Goal of the exercise = Using the records below, output the stretch that opens with the line containing "positive clicks: (423, 644)" and closes with the line containing "box: [725, 418, 756, 468]", exactly and including both lines, with nothing more.

[Saved data entries]
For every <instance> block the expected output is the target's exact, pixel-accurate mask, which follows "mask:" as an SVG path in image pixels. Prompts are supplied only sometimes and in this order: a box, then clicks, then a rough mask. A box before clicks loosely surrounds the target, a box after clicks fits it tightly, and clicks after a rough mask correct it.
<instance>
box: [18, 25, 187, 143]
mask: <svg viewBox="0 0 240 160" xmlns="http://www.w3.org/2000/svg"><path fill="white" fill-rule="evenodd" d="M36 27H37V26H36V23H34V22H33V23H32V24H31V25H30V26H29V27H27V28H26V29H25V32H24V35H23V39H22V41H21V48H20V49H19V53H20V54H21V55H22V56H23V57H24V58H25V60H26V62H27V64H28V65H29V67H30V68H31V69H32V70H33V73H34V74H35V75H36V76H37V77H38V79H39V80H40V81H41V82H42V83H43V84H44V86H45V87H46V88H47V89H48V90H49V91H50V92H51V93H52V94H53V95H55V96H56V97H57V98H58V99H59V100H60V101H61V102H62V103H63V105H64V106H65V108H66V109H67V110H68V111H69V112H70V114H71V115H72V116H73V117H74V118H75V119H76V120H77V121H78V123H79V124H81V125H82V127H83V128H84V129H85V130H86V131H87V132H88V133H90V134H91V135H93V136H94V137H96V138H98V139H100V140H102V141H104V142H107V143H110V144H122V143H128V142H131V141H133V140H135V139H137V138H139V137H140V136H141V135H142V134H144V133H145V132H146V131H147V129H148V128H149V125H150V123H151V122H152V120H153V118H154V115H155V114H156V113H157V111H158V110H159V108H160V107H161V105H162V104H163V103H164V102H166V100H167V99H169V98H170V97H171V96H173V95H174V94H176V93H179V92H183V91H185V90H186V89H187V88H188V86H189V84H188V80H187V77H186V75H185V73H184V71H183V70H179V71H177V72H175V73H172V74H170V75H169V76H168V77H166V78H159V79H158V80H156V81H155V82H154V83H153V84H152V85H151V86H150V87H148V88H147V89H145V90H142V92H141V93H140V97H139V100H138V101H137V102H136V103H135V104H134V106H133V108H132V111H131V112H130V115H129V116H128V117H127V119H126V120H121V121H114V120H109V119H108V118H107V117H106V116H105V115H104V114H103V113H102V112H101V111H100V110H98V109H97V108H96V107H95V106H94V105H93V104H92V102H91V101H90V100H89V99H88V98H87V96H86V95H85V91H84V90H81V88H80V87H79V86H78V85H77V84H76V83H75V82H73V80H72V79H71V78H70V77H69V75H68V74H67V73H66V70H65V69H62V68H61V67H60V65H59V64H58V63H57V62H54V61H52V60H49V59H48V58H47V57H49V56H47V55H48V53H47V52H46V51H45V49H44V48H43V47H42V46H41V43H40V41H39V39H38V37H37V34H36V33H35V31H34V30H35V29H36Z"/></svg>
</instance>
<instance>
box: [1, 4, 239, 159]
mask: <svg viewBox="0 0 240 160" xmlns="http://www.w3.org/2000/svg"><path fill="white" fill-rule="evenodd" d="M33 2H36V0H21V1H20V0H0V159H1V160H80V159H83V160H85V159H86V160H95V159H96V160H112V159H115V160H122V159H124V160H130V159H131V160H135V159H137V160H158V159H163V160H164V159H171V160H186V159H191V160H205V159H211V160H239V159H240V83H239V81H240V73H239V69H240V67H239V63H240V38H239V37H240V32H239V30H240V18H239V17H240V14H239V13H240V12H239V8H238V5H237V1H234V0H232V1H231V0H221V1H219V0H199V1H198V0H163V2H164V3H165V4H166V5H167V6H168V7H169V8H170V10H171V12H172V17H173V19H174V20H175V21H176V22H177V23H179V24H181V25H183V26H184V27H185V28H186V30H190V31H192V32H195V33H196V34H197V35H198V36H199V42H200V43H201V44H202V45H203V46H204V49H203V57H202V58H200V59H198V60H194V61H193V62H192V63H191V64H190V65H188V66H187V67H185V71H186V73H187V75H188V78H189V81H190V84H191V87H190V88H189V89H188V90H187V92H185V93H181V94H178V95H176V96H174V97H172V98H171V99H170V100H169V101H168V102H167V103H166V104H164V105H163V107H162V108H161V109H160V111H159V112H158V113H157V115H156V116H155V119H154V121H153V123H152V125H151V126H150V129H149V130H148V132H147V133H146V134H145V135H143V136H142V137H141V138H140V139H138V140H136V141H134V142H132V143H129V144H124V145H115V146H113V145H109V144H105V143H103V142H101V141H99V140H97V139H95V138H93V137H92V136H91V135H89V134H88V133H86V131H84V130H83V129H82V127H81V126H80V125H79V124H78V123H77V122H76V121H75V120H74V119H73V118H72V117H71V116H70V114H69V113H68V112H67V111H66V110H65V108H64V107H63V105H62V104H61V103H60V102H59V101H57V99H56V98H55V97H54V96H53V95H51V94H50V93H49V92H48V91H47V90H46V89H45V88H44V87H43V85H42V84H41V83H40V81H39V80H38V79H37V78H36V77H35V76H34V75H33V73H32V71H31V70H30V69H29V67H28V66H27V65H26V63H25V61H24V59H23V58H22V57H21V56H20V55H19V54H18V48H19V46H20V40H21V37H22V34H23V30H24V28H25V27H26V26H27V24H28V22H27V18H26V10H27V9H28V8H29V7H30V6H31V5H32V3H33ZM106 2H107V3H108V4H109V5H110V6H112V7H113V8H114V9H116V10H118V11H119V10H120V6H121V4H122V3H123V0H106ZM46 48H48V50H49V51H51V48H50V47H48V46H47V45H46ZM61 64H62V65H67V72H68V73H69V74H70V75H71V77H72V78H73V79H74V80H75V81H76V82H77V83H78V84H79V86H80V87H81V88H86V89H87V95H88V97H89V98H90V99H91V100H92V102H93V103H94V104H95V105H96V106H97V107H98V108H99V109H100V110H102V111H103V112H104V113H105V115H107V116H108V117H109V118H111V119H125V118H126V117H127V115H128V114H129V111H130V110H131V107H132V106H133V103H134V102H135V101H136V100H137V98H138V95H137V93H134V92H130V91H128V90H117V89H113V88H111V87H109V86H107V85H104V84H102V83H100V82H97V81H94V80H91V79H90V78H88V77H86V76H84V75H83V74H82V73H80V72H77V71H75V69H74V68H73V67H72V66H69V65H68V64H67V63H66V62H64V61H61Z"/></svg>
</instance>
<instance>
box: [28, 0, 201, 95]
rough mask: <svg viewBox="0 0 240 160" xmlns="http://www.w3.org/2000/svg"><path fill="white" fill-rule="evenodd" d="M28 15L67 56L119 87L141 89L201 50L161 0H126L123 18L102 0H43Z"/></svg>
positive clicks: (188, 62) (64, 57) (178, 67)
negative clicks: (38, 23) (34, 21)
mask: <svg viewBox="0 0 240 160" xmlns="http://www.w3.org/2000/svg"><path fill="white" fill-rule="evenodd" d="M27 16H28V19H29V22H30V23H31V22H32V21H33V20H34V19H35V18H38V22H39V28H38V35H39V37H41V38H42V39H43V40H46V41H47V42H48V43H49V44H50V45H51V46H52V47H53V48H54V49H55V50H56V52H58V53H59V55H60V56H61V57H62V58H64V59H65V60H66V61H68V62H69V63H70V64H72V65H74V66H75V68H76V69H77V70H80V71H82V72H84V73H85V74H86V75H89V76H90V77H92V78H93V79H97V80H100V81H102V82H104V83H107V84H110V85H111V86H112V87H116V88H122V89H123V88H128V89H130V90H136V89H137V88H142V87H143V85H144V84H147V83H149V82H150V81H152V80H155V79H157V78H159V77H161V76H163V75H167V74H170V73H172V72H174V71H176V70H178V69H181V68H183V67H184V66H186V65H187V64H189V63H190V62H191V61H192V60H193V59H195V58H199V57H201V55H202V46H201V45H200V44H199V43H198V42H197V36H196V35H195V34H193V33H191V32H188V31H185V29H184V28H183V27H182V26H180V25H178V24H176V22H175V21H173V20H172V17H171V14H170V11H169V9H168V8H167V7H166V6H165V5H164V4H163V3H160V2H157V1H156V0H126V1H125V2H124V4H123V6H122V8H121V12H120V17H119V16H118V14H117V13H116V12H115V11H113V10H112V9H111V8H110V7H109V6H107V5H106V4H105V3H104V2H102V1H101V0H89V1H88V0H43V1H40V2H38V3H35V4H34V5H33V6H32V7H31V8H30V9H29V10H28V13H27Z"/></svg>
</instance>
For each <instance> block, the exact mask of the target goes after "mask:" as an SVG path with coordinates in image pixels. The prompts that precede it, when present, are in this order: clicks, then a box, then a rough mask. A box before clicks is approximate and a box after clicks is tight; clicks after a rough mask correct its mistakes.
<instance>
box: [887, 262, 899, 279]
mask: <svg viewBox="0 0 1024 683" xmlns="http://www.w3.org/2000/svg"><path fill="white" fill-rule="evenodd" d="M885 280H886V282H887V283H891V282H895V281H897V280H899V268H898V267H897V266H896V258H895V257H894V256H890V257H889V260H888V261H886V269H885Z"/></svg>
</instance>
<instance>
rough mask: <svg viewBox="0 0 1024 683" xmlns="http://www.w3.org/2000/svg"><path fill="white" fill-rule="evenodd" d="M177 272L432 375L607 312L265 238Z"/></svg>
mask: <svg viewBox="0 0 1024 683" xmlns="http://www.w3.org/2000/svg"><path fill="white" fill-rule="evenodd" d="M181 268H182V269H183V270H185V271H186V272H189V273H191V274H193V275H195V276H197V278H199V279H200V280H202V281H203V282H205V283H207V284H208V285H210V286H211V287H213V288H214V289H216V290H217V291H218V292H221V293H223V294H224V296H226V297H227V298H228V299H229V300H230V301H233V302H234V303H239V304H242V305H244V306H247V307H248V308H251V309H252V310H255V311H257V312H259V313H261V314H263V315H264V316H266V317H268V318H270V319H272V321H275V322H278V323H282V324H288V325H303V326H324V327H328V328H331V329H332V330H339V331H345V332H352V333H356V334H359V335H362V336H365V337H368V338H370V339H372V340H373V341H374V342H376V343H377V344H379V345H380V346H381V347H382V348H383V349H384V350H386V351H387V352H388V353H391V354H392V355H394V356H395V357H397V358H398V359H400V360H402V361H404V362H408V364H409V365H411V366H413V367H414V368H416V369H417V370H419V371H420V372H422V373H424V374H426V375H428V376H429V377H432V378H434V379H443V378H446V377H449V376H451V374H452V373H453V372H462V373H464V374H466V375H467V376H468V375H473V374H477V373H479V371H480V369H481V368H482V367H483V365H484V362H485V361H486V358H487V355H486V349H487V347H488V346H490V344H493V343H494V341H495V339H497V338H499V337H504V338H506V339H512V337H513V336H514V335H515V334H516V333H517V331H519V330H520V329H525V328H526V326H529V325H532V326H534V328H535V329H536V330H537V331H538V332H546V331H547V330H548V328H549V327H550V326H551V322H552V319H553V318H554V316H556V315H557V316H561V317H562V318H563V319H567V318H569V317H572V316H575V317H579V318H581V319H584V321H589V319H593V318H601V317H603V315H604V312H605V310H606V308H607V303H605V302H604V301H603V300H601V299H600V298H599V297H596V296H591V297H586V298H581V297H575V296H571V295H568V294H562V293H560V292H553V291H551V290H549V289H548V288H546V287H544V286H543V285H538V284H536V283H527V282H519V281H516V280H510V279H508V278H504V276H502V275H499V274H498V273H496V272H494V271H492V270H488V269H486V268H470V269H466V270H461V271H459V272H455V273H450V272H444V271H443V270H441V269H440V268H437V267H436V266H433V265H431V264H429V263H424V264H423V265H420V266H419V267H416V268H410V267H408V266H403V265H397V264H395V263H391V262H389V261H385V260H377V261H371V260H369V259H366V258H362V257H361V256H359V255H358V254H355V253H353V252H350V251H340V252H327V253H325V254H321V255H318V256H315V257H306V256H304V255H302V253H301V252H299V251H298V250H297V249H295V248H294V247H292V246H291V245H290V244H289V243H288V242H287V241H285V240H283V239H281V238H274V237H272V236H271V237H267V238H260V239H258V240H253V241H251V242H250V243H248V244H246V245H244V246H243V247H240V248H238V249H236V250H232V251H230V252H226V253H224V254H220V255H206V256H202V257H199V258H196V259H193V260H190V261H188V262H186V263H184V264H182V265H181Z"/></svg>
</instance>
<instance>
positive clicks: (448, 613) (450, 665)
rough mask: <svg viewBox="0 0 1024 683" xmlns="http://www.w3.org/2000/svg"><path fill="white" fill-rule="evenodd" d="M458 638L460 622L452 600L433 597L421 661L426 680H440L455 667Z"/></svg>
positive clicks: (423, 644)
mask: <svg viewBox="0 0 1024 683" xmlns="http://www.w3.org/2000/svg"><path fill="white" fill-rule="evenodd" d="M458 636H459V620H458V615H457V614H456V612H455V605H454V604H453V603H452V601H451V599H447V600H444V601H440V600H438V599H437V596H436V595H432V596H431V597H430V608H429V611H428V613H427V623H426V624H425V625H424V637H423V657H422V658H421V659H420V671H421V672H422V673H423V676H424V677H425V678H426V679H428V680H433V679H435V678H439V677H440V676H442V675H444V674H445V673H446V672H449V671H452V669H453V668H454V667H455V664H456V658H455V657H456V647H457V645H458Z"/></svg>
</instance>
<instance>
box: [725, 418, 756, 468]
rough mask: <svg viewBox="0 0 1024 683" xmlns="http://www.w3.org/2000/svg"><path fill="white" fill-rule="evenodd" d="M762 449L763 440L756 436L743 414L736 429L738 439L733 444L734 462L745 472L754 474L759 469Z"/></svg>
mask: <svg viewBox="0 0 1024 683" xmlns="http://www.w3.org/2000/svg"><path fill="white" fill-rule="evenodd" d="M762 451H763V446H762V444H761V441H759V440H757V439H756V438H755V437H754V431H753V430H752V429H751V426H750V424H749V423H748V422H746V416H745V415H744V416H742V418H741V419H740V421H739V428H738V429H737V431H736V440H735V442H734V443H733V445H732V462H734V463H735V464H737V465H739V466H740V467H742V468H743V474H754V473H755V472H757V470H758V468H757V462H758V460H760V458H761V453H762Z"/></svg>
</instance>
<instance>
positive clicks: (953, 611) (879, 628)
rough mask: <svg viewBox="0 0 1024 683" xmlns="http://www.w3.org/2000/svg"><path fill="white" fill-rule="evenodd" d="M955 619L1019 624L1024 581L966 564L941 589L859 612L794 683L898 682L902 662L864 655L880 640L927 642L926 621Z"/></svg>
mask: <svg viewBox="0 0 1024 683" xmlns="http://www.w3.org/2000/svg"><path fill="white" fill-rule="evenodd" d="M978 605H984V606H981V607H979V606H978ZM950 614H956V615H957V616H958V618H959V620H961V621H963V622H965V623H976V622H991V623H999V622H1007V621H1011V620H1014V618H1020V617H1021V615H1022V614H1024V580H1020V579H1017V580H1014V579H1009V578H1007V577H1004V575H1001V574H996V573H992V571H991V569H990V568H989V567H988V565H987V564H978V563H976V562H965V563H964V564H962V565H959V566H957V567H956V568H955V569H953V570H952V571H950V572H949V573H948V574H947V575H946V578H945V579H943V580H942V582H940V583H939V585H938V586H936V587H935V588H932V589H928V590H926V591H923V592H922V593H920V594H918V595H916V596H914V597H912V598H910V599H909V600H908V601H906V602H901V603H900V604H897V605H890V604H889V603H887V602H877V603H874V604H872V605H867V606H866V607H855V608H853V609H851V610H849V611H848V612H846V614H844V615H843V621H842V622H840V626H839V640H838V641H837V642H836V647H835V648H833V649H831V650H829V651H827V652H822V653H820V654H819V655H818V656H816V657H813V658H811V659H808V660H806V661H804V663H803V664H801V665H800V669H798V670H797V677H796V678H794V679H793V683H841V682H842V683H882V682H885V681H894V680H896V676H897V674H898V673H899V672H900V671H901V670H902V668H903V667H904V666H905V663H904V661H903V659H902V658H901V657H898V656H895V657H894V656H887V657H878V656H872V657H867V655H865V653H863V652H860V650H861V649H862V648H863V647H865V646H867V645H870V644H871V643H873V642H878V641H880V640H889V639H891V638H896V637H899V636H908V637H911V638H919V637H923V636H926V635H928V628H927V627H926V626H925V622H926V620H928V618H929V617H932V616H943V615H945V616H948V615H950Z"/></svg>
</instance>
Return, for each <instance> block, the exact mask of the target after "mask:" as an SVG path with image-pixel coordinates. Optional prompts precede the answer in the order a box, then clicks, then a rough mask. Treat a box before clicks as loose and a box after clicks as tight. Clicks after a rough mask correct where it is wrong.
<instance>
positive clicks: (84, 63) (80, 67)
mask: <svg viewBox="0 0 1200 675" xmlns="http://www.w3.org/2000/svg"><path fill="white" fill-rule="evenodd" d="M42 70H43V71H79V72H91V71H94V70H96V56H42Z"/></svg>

Written answer =
positive clicks: (423, 644)
mask: <svg viewBox="0 0 1024 683" xmlns="http://www.w3.org/2000/svg"><path fill="white" fill-rule="evenodd" d="M458 636H459V620H458V615H457V614H456V612H455V605H454V604H453V603H452V601H451V599H447V600H444V601H440V600H438V599H437V596H436V595H432V596H431V597H430V608H429V611H428V613H427V623H426V624H425V625H424V637H423V657H422V658H421V659H420V671H421V672H422V673H423V676H424V677H425V678H426V679H428V680H433V679H435V678H439V677H440V676H442V675H444V674H445V673H446V672H449V671H452V669H453V668H454V667H455V664H456V658H455V657H456V647H457V645H458Z"/></svg>
</instance>
<instance>
box: [725, 418, 756, 468]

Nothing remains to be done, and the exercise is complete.